What you need to do:
What lines below hold the string "field"? Copy them all.

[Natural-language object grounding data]
··········
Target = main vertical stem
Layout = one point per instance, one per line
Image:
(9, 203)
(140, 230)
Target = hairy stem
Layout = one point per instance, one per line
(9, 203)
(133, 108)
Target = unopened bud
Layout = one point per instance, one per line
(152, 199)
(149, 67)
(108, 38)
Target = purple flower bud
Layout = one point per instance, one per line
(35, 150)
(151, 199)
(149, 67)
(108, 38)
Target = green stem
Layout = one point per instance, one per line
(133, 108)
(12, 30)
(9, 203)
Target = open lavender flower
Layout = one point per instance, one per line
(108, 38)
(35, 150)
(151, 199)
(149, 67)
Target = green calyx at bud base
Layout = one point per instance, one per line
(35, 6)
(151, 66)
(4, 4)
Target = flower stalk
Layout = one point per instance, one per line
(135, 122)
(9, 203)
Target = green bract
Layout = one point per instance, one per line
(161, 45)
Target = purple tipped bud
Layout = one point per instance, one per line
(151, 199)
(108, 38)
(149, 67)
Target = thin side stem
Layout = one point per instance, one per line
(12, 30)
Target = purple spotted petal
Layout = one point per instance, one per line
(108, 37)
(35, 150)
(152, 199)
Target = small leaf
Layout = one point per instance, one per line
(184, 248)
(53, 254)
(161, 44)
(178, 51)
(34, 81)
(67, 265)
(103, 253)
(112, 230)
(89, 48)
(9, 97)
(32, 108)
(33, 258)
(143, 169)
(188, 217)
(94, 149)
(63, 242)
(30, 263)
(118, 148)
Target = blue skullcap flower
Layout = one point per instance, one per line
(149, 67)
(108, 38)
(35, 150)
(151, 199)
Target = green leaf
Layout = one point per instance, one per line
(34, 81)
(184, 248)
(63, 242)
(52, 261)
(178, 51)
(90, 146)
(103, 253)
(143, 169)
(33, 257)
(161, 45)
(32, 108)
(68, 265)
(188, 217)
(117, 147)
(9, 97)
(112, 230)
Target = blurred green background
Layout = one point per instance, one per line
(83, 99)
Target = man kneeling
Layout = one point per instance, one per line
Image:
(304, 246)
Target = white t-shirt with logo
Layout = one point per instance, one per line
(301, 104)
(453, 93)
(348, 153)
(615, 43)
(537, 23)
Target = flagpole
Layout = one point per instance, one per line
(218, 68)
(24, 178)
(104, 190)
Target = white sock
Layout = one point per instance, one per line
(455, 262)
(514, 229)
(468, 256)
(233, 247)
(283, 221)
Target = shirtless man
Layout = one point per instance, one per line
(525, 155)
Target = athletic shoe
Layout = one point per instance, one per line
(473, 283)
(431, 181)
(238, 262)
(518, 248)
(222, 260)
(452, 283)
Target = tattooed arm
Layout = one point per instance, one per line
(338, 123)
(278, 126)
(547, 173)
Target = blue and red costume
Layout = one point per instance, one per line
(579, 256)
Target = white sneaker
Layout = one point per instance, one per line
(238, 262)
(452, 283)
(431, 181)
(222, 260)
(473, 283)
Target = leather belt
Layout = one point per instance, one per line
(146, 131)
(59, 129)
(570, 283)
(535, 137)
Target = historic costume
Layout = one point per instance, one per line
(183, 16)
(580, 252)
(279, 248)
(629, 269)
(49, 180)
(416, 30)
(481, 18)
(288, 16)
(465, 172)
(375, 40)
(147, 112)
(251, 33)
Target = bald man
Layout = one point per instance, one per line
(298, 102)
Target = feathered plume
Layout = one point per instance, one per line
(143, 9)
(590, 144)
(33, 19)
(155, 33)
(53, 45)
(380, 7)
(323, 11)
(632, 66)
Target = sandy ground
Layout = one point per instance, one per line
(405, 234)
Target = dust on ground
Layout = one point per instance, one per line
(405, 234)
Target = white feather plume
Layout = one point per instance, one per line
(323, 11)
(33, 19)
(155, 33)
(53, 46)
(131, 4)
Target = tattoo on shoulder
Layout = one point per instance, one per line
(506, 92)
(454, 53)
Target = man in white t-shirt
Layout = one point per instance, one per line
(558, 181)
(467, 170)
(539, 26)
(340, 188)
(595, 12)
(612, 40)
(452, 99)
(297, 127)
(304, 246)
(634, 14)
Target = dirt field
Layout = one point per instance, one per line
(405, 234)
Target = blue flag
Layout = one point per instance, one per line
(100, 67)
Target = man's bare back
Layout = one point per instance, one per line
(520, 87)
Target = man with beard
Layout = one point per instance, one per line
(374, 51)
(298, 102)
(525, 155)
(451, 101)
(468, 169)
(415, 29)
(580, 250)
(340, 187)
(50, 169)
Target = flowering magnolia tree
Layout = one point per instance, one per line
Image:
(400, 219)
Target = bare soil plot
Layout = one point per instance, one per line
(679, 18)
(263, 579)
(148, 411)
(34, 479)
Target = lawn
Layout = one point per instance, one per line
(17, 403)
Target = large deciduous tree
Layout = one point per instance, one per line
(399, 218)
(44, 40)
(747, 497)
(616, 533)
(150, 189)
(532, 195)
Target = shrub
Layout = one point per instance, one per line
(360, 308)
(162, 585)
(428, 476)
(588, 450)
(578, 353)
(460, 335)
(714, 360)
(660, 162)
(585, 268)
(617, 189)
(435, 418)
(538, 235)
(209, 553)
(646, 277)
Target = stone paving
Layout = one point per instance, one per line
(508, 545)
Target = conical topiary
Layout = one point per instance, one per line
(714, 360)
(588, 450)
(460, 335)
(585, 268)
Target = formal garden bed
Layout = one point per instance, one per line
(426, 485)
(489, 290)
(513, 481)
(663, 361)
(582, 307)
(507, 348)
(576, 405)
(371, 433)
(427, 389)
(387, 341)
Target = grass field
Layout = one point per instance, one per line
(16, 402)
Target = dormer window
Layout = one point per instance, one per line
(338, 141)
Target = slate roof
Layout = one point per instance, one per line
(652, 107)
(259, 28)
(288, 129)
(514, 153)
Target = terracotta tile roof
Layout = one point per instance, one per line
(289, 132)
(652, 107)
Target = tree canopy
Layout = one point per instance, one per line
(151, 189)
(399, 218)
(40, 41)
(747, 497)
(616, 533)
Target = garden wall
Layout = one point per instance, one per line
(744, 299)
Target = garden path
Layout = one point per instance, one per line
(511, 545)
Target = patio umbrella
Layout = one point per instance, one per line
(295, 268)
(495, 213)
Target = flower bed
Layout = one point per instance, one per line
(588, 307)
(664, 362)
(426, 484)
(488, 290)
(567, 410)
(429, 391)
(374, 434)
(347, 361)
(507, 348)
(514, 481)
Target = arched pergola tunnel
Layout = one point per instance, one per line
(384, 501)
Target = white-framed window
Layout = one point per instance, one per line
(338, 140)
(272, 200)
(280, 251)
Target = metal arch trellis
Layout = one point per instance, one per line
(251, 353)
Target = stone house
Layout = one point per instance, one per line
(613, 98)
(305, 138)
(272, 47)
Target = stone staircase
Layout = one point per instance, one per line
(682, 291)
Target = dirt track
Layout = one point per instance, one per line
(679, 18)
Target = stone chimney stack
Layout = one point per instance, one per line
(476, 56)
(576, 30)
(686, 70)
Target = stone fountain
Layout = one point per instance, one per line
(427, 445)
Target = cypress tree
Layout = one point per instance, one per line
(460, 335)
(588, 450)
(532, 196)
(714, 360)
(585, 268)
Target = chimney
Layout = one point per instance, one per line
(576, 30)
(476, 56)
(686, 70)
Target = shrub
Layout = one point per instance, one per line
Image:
··········
Answer section:
Target = dirt field
Target = grass field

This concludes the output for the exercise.